OBJECTIVE 1 ▸ According to the ANZAC Day commentary below, where did the RNZAF Iroquois helicopter crash?

Friday, 30 April 2010

In Harm's Way

"And there's another country": Stoicism and sacrifice, the virtues that permitted a nation of barely one million citizens to bear the loss of 18,000 of its children in the First World War, are no longer much valued in the hyper-sentimentalised mass culture of the 21st Century.

THREE YOUNG SERVICEMEN die when a RNZAF Iroquois helicopter crashes into the hills above Pukerua Bay on ANZAC Day, 2010.

The bare facts: Who? What? Where? When?

We’ll wait a little longer, I suspect, for the How? And the Why?

And behind the bare facts – as always – are the torn and floating webs of family and friendship. Stories that could fill volumes. A private grief that never wholly departs. That aching sense of absence, that bitter taste upon the tongue, every time April 25th rolls ‘round.

For the families, friends and comrades left behind, ANZAC Day will never be the same.

There was so much we could have learned from this accident. An opportunity to follow the vivid threads of history back to the events that gave birth to the whole tradition of ANZAC Day commemoration. Tragically, however, we allowed this chance to link the raw emotions of the present with the thoughts and feelings of the past to slip through our fingers.

Instead of displaying the stoicism that a soldier’s death demands, we have been encouraged to wallow in the worst kind of public sentimentality. Our heartstrings have been worn to breaking-point by the news media’s relentless bows. Our capacity for sober reflection overwhelmed by the insistent journalistic clamour for everyone – from the Prime Minister on down – to emote, emote, emote!

PROVIDED MATERIAL ▸
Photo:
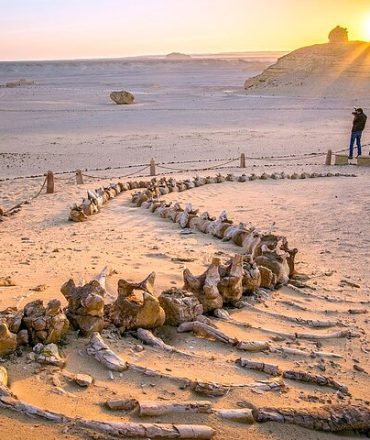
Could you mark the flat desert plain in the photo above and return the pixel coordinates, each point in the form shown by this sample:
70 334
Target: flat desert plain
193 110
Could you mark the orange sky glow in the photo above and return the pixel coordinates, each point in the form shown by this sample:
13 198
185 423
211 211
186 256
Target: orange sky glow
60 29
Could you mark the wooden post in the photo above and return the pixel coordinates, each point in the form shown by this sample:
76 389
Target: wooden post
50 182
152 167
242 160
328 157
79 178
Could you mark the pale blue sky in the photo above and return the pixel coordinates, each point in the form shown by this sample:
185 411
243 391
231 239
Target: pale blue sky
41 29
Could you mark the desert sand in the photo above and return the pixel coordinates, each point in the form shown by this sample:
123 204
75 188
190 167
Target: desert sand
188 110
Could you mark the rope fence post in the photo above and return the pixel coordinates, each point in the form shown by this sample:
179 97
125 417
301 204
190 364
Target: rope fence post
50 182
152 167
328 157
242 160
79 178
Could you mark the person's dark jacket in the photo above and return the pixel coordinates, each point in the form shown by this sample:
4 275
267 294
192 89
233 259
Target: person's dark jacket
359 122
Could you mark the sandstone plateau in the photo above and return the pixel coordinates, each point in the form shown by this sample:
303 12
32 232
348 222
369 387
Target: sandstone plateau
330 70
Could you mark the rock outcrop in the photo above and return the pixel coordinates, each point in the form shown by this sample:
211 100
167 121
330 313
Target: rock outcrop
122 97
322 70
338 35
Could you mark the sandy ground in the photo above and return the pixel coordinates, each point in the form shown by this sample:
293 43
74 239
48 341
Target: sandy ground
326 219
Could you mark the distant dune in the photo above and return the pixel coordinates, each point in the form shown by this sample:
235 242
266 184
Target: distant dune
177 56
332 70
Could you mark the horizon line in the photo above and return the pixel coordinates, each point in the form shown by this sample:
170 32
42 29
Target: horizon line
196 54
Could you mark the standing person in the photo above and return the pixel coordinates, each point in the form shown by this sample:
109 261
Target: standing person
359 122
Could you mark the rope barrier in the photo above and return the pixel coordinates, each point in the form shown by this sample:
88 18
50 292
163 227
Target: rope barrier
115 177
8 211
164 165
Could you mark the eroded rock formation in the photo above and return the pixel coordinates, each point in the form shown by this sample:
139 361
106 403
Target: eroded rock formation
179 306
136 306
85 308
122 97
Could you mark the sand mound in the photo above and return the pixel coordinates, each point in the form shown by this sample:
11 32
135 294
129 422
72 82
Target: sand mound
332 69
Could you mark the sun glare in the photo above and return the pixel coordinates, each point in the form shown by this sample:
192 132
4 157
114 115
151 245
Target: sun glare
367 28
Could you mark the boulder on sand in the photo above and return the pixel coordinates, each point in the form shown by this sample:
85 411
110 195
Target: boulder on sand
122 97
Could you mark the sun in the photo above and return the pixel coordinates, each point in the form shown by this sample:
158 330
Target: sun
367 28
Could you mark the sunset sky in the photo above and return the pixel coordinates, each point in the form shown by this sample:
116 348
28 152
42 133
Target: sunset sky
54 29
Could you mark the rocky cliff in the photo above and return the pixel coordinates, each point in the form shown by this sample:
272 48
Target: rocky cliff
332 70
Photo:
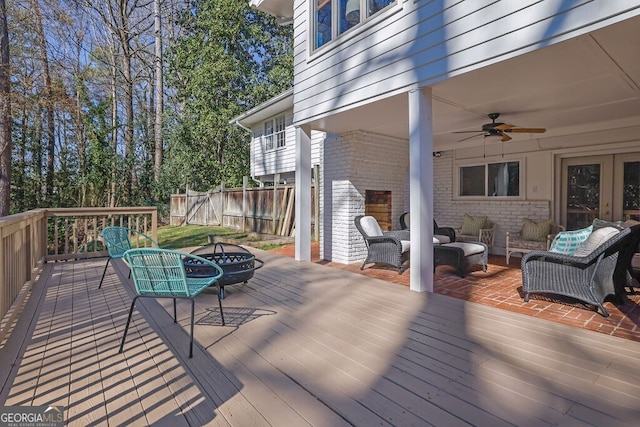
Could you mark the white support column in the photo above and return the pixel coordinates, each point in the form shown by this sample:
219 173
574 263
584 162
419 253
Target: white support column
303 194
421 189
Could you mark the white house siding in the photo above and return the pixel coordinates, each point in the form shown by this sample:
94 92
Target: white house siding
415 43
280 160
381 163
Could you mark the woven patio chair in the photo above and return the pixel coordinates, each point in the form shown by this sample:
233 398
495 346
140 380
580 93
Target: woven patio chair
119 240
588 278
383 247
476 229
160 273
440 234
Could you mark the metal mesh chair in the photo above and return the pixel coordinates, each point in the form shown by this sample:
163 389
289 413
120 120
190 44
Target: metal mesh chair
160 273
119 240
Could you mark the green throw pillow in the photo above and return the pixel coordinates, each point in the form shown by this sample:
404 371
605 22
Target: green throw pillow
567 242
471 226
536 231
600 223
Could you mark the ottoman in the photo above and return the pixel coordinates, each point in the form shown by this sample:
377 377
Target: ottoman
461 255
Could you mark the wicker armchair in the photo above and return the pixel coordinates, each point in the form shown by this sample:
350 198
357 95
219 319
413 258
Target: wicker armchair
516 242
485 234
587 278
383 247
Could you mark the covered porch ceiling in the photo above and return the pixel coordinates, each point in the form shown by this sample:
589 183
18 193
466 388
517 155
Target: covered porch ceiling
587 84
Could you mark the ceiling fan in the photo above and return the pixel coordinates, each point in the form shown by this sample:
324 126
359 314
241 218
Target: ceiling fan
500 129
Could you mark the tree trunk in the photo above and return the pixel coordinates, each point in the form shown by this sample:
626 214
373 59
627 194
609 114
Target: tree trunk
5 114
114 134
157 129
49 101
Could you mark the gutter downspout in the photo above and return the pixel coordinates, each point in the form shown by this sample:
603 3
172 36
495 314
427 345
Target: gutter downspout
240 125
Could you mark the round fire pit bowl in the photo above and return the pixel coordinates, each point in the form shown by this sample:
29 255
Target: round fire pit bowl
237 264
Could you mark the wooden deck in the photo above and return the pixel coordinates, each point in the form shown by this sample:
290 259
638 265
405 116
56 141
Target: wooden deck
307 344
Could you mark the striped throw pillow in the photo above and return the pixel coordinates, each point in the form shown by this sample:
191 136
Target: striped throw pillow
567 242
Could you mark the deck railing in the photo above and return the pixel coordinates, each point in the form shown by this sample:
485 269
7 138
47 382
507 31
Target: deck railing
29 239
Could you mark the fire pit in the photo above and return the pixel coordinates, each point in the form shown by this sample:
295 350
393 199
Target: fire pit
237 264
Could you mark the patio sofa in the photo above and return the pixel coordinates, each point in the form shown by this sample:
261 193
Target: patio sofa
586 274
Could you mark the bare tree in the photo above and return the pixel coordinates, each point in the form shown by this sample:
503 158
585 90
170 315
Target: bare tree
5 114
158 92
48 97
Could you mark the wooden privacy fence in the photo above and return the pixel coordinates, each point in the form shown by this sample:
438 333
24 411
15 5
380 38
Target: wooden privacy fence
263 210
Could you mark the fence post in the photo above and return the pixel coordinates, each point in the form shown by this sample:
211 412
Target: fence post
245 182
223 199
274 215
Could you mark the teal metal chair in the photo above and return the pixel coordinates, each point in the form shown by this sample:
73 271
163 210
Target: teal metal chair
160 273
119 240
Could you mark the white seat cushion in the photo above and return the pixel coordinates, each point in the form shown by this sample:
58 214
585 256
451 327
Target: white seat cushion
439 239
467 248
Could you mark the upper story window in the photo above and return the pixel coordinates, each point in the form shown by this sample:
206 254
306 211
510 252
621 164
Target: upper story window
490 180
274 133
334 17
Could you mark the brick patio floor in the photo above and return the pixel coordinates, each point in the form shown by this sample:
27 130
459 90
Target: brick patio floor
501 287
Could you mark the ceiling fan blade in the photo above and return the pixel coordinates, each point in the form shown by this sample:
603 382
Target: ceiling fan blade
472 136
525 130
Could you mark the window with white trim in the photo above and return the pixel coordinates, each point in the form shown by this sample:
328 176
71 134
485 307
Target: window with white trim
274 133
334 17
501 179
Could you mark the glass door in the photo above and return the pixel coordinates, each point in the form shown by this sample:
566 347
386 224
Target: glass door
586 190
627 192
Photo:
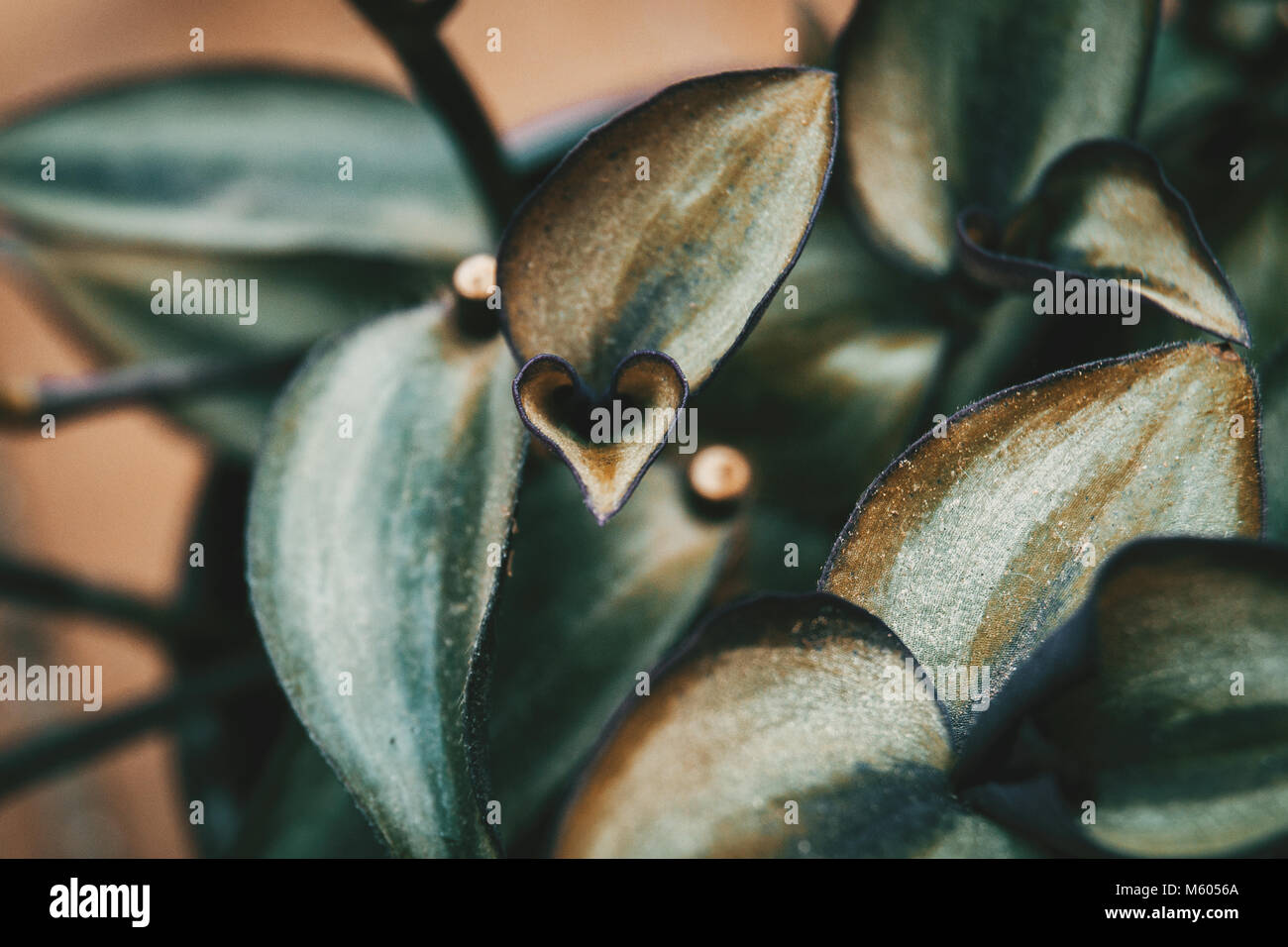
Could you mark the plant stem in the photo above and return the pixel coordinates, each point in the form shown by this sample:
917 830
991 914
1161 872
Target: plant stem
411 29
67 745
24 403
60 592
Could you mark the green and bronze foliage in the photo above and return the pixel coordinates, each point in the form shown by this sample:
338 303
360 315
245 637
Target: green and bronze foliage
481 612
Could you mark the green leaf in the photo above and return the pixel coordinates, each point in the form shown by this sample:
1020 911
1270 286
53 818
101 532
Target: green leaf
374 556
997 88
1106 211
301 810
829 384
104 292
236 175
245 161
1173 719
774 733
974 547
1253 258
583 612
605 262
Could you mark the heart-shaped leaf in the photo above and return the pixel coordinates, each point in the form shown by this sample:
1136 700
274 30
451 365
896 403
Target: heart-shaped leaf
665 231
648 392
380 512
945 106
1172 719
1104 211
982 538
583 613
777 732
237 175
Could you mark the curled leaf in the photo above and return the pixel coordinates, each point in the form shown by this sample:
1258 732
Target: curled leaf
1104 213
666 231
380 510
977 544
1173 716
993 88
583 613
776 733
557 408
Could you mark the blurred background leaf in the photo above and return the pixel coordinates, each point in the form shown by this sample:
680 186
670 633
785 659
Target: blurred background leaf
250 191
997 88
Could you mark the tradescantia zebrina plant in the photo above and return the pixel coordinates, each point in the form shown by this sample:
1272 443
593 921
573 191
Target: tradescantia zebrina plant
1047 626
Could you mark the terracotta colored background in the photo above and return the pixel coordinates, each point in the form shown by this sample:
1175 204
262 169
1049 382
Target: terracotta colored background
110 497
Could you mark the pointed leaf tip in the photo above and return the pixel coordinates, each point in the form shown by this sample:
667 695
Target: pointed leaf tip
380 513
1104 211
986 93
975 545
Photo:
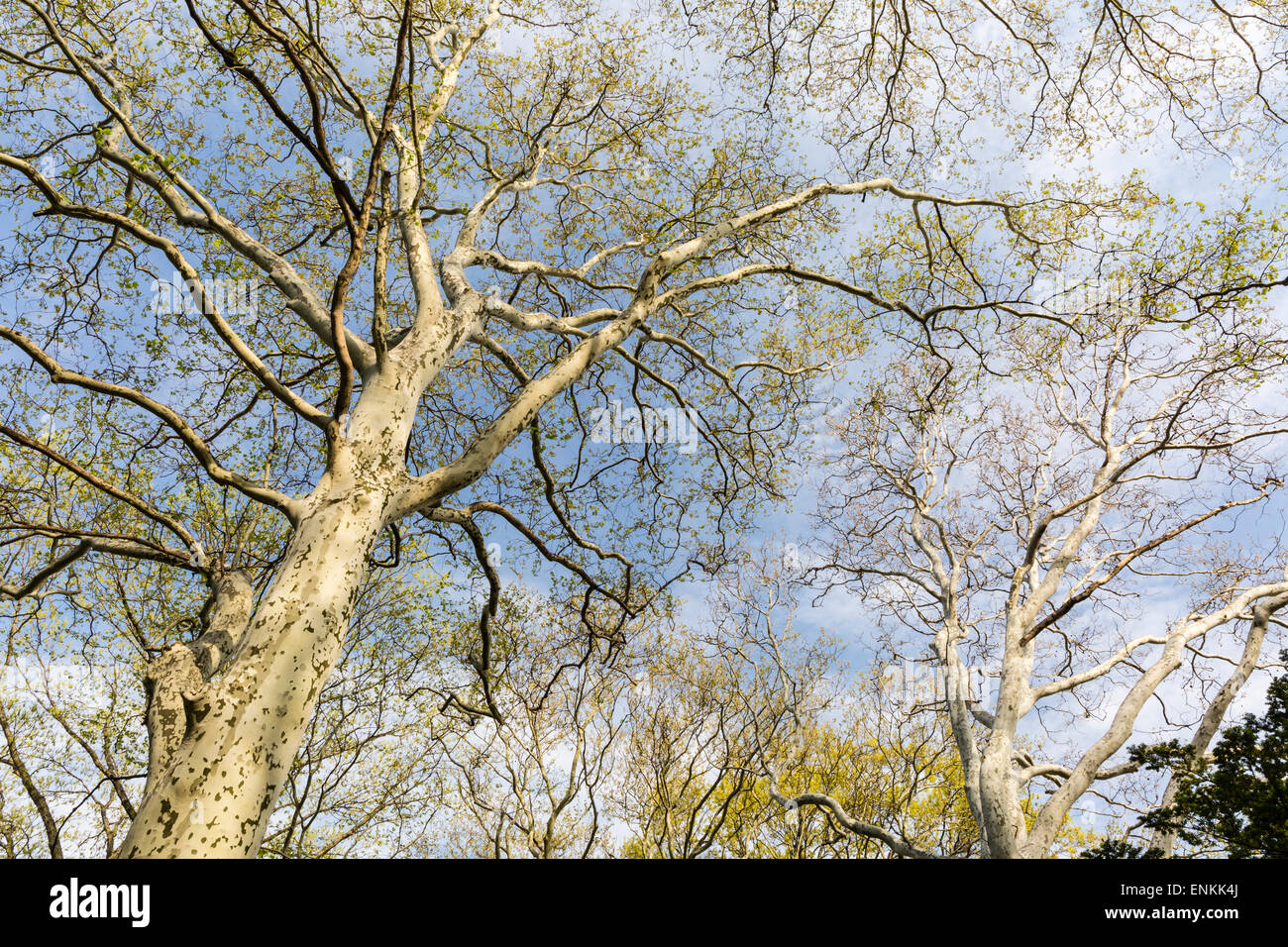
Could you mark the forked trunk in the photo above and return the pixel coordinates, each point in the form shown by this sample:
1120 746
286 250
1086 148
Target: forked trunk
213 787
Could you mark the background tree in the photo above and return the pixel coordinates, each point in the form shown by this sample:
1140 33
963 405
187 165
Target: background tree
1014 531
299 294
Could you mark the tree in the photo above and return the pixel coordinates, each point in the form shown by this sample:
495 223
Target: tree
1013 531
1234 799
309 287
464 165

OBJECTIVE 2 ▸ Reproduce verbatim the lines of the listing starting at the line containing "Could you mark the background" and ending at the final line of the listing.

CORRECT RESPONSE 1 ▸ Into the hills above Pukerua Bay.

CORRECT RESPONSE 2 ▸
Could you mark the background tree in the photo above and return the pixel coordinates, each point in the form shown by this sample:
1140 33
963 405
187 165
Target: background tree
1014 531
299 294
Could you mark the tree in the photo above and return the pixel coordinates, each point in the form shown by this sample:
495 223
Target: tree
1013 531
1234 799
309 287
464 165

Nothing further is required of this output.